(Collected data entries)
(begin)

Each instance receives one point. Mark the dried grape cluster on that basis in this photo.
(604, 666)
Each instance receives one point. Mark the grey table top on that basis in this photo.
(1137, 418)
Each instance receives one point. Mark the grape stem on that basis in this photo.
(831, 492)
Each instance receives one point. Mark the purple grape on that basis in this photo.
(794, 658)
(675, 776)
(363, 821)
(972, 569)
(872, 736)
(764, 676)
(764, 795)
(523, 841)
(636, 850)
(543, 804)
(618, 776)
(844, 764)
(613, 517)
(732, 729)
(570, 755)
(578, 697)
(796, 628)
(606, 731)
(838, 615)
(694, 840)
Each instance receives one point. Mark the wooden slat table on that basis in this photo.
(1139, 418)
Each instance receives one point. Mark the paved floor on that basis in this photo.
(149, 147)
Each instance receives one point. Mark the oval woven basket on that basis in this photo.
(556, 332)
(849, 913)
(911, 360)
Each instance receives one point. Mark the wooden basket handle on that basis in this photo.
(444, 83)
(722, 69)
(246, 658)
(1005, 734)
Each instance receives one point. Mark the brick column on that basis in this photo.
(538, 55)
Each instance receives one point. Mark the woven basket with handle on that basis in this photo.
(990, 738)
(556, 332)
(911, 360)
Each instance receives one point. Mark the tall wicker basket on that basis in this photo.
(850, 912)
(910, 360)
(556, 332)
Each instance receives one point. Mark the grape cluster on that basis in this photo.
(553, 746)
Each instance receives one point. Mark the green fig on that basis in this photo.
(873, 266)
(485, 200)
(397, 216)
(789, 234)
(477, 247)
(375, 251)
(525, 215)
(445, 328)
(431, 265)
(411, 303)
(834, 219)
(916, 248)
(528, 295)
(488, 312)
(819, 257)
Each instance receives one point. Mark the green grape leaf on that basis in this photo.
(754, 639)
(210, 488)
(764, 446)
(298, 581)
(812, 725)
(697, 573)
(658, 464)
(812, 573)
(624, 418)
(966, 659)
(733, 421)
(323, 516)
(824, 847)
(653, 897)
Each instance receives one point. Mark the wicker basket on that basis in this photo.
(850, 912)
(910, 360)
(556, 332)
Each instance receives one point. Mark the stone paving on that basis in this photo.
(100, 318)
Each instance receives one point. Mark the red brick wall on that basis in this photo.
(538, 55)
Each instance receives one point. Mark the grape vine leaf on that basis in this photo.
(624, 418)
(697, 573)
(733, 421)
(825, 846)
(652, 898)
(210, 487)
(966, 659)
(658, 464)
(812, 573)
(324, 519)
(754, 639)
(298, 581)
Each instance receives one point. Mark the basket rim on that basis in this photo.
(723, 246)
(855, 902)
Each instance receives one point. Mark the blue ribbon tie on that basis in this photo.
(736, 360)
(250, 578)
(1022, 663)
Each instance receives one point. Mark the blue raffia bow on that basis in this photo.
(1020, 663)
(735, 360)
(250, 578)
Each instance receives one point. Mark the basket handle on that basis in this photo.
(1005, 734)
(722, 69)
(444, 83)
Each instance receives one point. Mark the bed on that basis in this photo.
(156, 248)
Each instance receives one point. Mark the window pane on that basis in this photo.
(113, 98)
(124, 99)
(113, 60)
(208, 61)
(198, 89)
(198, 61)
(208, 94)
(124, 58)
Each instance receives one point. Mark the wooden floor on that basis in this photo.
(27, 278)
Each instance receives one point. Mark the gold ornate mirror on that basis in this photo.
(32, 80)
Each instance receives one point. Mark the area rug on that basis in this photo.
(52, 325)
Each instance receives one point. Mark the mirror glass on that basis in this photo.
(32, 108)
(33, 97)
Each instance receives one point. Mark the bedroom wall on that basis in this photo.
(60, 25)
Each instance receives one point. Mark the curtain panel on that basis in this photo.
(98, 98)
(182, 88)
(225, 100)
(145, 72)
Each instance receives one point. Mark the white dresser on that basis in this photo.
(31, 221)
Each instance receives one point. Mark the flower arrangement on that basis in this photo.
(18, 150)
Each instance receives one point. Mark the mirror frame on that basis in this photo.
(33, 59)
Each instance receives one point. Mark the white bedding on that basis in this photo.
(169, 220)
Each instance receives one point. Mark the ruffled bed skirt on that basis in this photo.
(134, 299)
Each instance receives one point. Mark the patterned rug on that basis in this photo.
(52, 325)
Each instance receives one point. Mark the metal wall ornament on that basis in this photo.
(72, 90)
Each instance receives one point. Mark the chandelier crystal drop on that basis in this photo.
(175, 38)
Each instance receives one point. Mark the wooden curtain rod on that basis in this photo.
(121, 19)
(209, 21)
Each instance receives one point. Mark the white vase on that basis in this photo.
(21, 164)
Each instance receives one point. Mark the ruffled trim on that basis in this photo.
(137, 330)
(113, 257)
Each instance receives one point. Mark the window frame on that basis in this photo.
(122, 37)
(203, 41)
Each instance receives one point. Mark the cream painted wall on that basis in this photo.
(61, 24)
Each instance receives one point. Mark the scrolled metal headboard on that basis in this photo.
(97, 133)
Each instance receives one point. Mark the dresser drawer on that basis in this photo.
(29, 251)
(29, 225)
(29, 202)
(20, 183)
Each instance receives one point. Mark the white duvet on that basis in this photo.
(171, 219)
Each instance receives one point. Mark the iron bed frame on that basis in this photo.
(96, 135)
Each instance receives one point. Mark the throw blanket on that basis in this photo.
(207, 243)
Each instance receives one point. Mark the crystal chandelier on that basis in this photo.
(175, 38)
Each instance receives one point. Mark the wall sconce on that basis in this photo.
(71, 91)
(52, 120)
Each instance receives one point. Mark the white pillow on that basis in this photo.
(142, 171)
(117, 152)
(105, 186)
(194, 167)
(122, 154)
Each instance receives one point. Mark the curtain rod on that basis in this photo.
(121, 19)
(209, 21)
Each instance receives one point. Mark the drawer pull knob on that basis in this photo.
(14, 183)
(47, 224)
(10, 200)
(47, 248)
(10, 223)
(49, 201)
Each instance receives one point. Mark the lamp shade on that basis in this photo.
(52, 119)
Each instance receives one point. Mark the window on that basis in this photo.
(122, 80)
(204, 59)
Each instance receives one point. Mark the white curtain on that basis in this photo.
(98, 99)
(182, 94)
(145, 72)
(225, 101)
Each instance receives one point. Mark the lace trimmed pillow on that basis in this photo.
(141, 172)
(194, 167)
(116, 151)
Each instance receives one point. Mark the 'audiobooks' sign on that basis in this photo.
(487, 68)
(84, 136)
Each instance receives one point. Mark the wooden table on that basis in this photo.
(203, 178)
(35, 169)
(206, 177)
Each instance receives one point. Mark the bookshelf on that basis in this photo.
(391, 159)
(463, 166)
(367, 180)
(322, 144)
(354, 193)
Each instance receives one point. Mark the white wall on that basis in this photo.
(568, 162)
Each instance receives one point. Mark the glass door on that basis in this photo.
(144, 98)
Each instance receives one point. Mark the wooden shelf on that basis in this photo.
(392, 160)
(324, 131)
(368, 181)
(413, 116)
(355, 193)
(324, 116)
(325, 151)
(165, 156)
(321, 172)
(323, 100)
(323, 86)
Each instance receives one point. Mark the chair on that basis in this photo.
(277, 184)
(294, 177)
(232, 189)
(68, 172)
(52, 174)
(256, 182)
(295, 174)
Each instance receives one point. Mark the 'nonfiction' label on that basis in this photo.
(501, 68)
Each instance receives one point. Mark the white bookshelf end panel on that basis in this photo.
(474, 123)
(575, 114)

(end)

• _Exercise task_: Please output, without any change, the lines of data from the line holding "Each instance receives one point. Mark the grey" through the line holding "(1139, 418)", both included.

• _Answer to this task_:
Each instance receives one point. Mark the grey table top on that basis in this photo.
(1137, 418)
Each instance receives one point. Mark the grape stem on that basis in this photo.
(831, 492)
Each instance receives one point. Mark the purple grape on that basis in this photo.
(794, 658)
(675, 776)
(363, 821)
(972, 569)
(872, 736)
(764, 676)
(764, 795)
(523, 841)
(636, 850)
(543, 804)
(618, 776)
(844, 764)
(613, 517)
(732, 729)
(570, 755)
(578, 697)
(796, 628)
(606, 731)
(838, 615)
(694, 840)
Each instance receives one point. Mark the wooden slat table on that basis in this photo.
(1139, 418)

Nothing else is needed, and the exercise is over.